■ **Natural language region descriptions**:
BEGIN
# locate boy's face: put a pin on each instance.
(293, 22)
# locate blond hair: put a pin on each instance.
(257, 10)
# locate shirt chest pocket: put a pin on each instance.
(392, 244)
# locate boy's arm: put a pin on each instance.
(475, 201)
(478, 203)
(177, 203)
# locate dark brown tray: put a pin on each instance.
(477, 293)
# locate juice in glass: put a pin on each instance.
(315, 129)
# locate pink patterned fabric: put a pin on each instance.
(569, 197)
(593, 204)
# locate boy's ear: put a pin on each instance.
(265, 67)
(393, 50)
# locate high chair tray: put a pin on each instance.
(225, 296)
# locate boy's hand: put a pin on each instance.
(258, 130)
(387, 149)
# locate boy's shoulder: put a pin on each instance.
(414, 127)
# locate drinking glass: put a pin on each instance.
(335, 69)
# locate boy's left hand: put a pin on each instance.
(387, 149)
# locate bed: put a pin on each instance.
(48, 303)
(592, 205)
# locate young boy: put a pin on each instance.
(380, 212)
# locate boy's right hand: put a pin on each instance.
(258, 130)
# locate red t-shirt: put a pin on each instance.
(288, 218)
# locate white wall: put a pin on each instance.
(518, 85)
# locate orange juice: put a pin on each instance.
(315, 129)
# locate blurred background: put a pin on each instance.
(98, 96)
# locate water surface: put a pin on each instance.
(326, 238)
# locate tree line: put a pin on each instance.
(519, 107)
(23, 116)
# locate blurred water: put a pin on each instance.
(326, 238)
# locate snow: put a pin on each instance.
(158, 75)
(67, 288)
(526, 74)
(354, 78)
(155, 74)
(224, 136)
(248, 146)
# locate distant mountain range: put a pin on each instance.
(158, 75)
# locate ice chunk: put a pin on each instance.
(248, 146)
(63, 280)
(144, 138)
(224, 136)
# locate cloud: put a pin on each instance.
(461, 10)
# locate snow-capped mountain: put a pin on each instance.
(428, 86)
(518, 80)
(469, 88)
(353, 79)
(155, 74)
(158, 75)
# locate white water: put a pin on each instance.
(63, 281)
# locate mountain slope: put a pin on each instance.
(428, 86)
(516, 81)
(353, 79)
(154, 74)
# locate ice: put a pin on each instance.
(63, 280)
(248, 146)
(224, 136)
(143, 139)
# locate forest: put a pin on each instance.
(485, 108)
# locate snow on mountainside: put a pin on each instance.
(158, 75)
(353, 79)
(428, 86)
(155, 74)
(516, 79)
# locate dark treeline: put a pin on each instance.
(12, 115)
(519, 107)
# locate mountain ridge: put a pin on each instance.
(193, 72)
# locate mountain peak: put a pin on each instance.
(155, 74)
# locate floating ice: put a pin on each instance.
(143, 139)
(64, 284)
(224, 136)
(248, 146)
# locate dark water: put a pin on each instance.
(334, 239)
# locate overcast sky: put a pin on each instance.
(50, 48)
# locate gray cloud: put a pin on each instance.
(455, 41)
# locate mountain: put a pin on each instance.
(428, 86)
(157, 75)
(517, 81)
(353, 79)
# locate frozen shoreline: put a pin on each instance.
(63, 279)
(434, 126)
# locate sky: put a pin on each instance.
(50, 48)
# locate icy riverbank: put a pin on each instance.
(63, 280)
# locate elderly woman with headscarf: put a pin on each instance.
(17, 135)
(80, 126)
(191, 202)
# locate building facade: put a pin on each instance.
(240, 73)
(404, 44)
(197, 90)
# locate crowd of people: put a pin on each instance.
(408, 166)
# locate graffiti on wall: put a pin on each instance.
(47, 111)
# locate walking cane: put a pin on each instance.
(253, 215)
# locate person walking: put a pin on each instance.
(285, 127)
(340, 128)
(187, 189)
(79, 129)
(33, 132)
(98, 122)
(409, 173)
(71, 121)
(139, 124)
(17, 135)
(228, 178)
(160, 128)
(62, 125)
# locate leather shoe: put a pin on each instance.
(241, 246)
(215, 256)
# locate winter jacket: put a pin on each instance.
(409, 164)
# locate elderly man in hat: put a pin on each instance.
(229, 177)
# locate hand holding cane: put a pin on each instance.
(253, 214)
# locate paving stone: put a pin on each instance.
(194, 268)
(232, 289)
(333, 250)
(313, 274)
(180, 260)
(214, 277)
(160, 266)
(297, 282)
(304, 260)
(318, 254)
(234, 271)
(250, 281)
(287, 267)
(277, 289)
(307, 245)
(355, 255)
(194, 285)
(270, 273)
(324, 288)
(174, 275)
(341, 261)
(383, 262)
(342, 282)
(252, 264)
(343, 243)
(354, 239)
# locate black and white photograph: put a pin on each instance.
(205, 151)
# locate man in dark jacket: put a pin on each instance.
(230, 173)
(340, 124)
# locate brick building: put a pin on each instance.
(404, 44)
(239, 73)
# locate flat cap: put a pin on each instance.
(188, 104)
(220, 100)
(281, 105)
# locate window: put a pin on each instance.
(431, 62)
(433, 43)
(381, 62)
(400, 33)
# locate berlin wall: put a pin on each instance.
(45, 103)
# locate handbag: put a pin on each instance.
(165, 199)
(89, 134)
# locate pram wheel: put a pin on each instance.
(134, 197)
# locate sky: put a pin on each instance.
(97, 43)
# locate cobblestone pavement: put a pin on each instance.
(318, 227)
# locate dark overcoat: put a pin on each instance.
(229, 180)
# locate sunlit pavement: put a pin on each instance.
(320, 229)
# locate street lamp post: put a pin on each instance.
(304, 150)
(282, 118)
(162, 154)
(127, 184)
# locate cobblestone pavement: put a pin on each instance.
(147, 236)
END
■ **Instructions to follow**:
The entries listed above are to be output exactly. Leave none out.

■ **The completed task**:
# locate boy's face: put a pin on each instance.
(293, 22)
# locate blond hair: put a pin on each instance.
(257, 10)
# locate shirt chest pocket: put a pin on each instance.
(392, 244)
# locate boy's arm: put a pin on each instance.
(475, 201)
(478, 203)
(177, 203)
# locate dark brown tray: put a pin on each instance.
(477, 293)
# locate juice in glass: put a pin on each instance.
(315, 129)
# locate pink patterned fabric: put a pin on each instance.
(569, 197)
(593, 204)
# locate boy's ear: put a pin on each instance.
(265, 67)
(393, 50)
# locate high chair tray: put a pin on each instance.
(225, 296)
# locate boy's hand: put a pin on each instance.
(258, 130)
(387, 149)
# locate boy's shoulder: put a pin on each instance.
(414, 127)
# locate drinking glass: put a pin on each instance.
(335, 69)
# locate boy's left hand: put a pin on each instance.
(387, 149)
# locate bed: put a pin on each instance.
(48, 303)
(592, 205)
# locate young boy: put a pin on each instance.
(380, 212)
# locate boy's right hand: put a pin on each instance.
(258, 130)
# locate red t-shirt: put a pin on each instance.
(288, 218)
# locate white wall: put a pin on each instance.
(518, 85)
# locate orange juice: put a pin on each instance.
(315, 129)
# locate blurred background: put a pin on each instance.
(98, 96)
# locate water surface: put a pin on each instance.
(326, 238)
# locate tree line: put a pin on each instance.
(519, 107)
(23, 116)
# locate blurred water: put a pin on each instance.
(326, 238)
# locate snow: put a pin on each instance.
(158, 75)
(67, 288)
(526, 74)
(354, 78)
(155, 74)
(224, 136)
(248, 146)
# locate distant mountain range: put a pin on each instance.
(158, 75)
# locate ice chunk: put a pin on each instance.
(248, 146)
(63, 280)
(144, 138)
(224, 136)
# locate cloud: put a pin on each instance.
(461, 10)
# locate snow-capped mountain: put a pin on each instance.
(428, 86)
(518, 80)
(469, 88)
(353, 79)
(155, 74)
(158, 75)
# locate white water: put a pin on each instance.
(63, 281)
# locate mountain slope: put a pin on each instance.
(428, 86)
(516, 81)
(353, 79)
(154, 74)
# locate ice: put a pin on each instance.
(63, 280)
(248, 146)
(224, 136)
(143, 139)
# locate forest: put a pin on each instance.
(485, 108)
# locate snow on mountainside: put a pin on each instance.
(158, 75)
(353, 79)
(428, 86)
(155, 74)
(516, 79)
# locate dark treeline: put a pin on each instance.
(12, 115)
(519, 107)
# locate mountain ridge: put a pin on each instance.
(193, 72)
# locate mountain peak: put a pin on each instance.
(155, 74)
# locate floating ice: put a pin on each instance.
(143, 139)
(64, 284)
(224, 136)
(248, 146)
# locate dark water: put a pin on each instance.
(334, 239)
# locate overcast sky: put a pin on each instance.
(50, 48)
# locate gray cloud: put a pin on each instance.
(455, 41)
# locate mountain: put a pin on each instance.
(428, 86)
(157, 75)
(517, 81)
(353, 79)
# locate frozen shoreline: put a pin on each instance.
(63, 279)
(434, 126)
# locate sky: put a pin on each instance.
(50, 48)
# locate icy riverbank: put a pin on each instance.
(63, 280)
# locate elderly woman with headscarf: put a pin on each instance.
(17, 135)
(80, 126)
(191, 202)
# locate building facade: put a pin on each instance.
(240, 73)
(404, 44)
(197, 90)
# locate crowd of people: put a pin on each instance.
(408, 166)
# locate graffiti on wall: put a pin on each instance.
(47, 111)
# locate walking cane: put a pin on each instance.
(253, 215)
# locate person walking: put a pin on each instance.
(285, 127)
(340, 128)
(187, 189)
(79, 129)
(33, 132)
(98, 122)
(409, 173)
(71, 121)
(139, 124)
(17, 135)
(228, 178)
(160, 128)
(62, 125)
# locate leather shoe: put a pin on each instance.
(241, 246)
(215, 256)
# locate winter jacket: put a pin on each instance.
(409, 164)
# locate elderly man in hat: put a pin on each instance.
(229, 177)
# locate hand holding cane: put a pin on each instance.
(253, 214)
# locate paving stone: put a pin on each instance.
(194, 268)
(232, 289)
(333, 250)
(313, 274)
(180, 260)
(214, 277)
(160, 266)
(297, 282)
(304, 260)
(318, 254)
(234, 271)
(250, 281)
(287, 267)
(277, 289)
(307, 245)
(355, 255)
(194, 285)
(270, 273)
(324, 288)
(174, 275)
(341, 261)
(383, 262)
(342, 282)
(252, 264)
(343, 243)
(354, 239)
# locate black and white photograph: put a pin on each instance.
(205, 151)
# locate man in dark jacket: put a pin on each instance.
(230, 173)
(340, 124)
# locate brick building: put a pin on each instance.
(404, 44)
(239, 73)
# locate flat cap: put a pin on each instance.
(188, 104)
(220, 100)
(281, 105)
# locate window: put a pin on each instance.
(431, 62)
(433, 43)
(381, 62)
(400, 33)
# locate berlin wall: put a pin on each instance.
(45, 103)
# locate handbag: put a pin on each instance.
(165, 199)
(89, 134)
# locate pram wheel: put a pin on each instance.
(134, 197)
# locate sky: put a pin on each instance.
(97, 43)
# locate cobblestone pavement: put a pin on each instance.
(318, 227)
# locate dark overcoat: put a pin on each instance.
(229, 180)
# locate sunlit pavement: put a pin on each instance.
(320, 229)
# locate street lamp post: put a pin on each instance.
(304, 150)
(282, 118)
(162, 154)
(127, 184)
# locate cobblestone pavement: put a pin on each instance.
(147, 236)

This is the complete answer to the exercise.